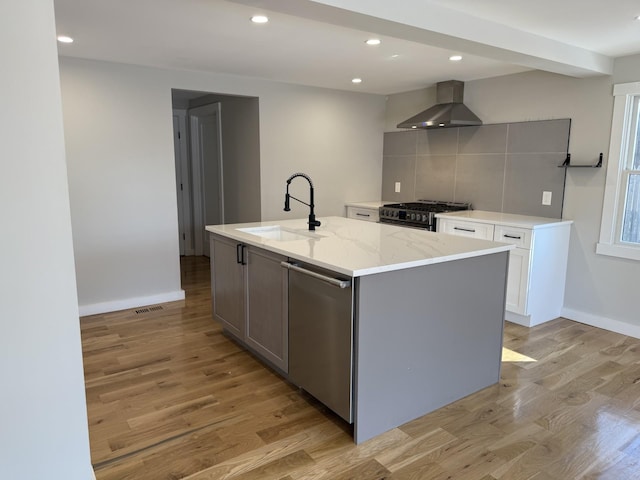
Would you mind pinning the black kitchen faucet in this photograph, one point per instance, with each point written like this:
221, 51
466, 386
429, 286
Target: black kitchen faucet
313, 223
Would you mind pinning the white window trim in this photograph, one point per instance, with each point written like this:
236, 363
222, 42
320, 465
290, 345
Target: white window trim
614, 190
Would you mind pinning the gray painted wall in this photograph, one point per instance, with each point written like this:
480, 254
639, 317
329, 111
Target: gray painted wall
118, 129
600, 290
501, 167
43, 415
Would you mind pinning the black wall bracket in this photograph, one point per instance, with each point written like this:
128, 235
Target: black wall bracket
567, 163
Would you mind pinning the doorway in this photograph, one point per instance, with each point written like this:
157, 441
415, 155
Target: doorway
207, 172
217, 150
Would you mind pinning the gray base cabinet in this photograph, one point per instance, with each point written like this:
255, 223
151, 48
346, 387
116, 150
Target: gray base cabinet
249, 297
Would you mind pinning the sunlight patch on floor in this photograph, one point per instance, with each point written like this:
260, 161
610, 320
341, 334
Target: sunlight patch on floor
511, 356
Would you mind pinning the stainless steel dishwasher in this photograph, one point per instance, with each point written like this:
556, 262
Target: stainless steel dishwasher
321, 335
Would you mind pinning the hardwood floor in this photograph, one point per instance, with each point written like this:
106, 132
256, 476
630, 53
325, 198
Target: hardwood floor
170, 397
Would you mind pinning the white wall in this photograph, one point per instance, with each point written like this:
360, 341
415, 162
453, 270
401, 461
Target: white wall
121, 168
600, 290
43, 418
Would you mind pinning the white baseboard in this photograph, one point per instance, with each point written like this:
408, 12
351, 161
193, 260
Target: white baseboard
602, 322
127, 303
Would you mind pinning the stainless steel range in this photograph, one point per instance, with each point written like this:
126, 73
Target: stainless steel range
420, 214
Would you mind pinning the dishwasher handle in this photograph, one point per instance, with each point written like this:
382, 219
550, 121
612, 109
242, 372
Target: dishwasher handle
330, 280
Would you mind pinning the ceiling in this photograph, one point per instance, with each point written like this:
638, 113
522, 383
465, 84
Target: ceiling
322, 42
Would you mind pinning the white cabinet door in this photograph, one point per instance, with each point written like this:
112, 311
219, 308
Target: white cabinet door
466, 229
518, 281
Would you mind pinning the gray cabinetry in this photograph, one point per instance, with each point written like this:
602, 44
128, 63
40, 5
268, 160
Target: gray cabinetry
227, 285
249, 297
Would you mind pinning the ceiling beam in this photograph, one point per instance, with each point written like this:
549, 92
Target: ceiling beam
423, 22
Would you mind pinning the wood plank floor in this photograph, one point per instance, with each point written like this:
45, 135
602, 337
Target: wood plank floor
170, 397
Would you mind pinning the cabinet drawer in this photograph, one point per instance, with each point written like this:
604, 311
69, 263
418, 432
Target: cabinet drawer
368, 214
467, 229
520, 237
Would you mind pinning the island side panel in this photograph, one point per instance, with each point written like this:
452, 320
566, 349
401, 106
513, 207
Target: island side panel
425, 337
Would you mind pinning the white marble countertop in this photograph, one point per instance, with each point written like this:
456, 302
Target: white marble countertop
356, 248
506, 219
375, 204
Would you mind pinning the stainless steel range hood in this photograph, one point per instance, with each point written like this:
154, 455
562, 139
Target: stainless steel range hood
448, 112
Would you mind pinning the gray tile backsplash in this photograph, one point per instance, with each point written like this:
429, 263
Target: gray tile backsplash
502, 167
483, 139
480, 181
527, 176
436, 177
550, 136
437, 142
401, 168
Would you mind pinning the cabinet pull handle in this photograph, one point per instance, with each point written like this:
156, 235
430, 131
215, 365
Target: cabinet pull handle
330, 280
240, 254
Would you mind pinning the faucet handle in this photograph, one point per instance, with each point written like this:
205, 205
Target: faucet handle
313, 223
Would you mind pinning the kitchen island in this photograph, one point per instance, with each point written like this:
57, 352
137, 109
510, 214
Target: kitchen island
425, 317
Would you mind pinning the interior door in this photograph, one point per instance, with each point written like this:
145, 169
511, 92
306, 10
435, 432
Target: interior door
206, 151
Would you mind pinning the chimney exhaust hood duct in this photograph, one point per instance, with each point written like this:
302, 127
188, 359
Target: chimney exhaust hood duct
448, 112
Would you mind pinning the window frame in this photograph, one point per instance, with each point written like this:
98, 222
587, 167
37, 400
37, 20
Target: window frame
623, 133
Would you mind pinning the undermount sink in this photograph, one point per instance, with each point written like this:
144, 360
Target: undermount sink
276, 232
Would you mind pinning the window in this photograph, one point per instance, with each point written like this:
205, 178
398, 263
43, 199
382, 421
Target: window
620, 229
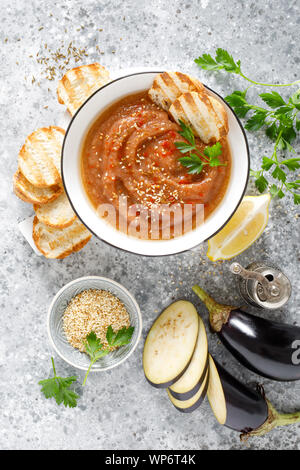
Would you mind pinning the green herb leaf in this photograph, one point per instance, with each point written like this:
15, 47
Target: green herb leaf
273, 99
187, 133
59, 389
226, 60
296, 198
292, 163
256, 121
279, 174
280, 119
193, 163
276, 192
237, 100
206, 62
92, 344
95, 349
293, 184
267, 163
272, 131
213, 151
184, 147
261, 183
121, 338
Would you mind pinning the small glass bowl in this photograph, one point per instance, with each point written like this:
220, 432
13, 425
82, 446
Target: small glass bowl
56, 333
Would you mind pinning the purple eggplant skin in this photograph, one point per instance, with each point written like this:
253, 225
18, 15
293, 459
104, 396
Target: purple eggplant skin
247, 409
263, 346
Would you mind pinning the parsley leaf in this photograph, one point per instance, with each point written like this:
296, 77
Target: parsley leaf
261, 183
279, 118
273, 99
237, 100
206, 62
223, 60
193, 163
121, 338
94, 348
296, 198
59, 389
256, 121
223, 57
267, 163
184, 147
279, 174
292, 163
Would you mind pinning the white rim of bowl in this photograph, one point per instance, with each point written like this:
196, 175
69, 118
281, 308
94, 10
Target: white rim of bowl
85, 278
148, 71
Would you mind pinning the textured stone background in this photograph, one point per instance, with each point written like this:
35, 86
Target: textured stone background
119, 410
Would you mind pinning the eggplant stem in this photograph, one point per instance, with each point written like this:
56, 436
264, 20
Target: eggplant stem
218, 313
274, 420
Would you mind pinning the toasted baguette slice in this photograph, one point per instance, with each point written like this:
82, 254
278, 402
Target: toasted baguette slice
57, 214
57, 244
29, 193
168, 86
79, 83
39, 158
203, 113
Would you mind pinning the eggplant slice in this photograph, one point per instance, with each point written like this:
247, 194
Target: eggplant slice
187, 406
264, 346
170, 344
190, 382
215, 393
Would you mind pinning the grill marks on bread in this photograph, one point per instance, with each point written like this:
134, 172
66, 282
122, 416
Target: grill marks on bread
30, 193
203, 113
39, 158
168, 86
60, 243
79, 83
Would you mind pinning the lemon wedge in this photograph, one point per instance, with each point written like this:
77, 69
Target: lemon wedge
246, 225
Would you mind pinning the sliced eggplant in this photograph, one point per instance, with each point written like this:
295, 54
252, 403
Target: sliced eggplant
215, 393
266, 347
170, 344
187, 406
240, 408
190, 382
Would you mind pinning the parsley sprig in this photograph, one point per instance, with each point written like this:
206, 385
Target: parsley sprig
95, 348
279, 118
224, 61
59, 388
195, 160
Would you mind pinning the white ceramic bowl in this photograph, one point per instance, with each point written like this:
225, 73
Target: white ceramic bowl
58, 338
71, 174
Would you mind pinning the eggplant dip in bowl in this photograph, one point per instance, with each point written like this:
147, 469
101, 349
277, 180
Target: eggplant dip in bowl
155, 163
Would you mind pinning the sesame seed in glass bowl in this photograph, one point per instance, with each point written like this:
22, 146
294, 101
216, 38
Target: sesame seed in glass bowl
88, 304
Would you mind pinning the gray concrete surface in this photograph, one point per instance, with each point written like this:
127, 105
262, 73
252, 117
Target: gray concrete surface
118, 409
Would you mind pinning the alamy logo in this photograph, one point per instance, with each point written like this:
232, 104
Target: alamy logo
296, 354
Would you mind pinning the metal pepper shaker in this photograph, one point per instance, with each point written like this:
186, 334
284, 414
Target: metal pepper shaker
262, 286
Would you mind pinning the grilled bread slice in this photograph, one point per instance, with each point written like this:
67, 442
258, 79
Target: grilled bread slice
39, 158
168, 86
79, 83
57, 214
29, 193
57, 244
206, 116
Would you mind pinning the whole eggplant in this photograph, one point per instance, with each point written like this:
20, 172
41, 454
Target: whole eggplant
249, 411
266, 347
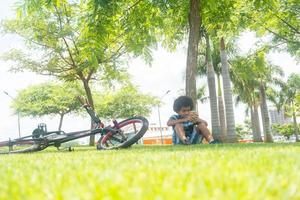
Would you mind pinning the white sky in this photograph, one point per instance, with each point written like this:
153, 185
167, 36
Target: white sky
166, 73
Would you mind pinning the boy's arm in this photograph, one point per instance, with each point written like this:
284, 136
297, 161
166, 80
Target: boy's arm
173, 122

^^^^^^^^^^^^^^^^

== Request ==
Could you rewrite the listing from the line containing "Would you mind pinning the grilled" through its end, changing "eggplant" to "aubergine" and keeping everything else the same? Leave out the pictures.

== Final result ==
Would you mind pinning the grilled bread slice in this photograph, one point per instance, with each point written like this:
67, 442
258, 79
Target: grilled bread slice
39, 158
168, 86
79, 83
57, 214
29, 193
57, 244
206, 116
Would you mind pinning the whole aubergine in this photograph, one point per instance, with each point written like this:
20, 172
41, 454
Target: whole aubergine
249, 411
266, 347
Would you mind pinning the white sky in this photograph, one point per instance, with each point written like this:
153, 185
167, 36
Target: white sky
166, 73
Would you mind pinning the boy's arm in this photograph, one point per instance, with each point written like this:
284, 136
297, 161
166, 80
Target: boy's arm
173, 122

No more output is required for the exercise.